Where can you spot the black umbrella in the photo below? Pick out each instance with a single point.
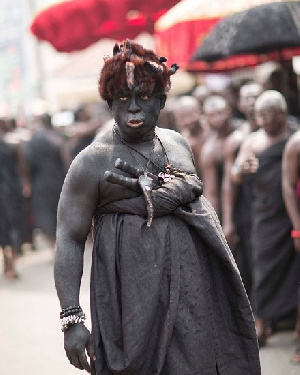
(265, 28)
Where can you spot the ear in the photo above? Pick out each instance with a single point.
(163, 99)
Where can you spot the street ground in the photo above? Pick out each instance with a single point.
(31, 341)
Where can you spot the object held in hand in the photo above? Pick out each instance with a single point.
(71, 315)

_ _ _ _ _ _ _

*EXERCISE DETAILS*
Move the part of the material that opens with the line containing "Where can you spot the object" and closes with the last line of the material, both ends included. Give every line of it again, requests and all, and add -29 to each coordinate in the answers.

*FINISHED EXERCISE*
Where can you spot the object held in hand in the photo above? Pick out each instance with a single point.
(42, 286)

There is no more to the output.